PROBLEM DESCRIPTION - Render each line of the data below as a JSON list of strings, one string per line, with blank lines dropped and the pictures left out.
-- start --
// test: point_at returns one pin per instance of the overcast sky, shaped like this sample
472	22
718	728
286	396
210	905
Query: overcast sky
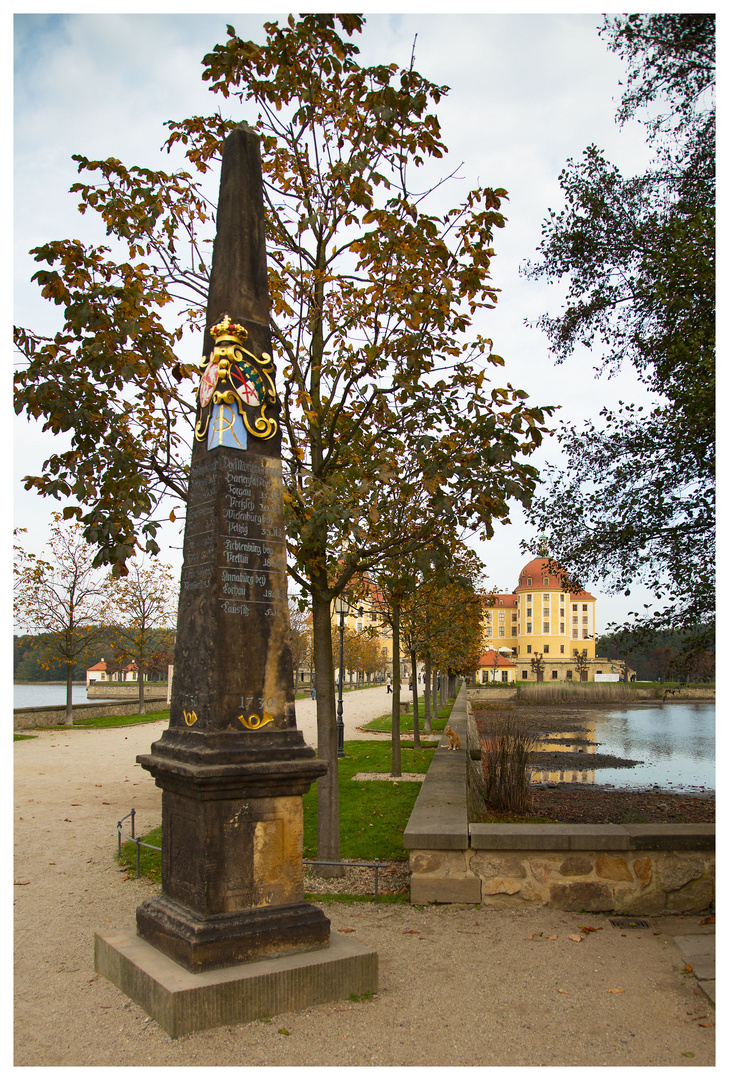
527	92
-- end --
CORRECT RESULT -
[
  "// test: point_at returns one pin per instance of the overcast sky, shaped like this sample",
  "472\t22",
  "718\t728",
  "286\t396",
  "210\t905",
  "Query: overcast sky",
  "527\t92"
]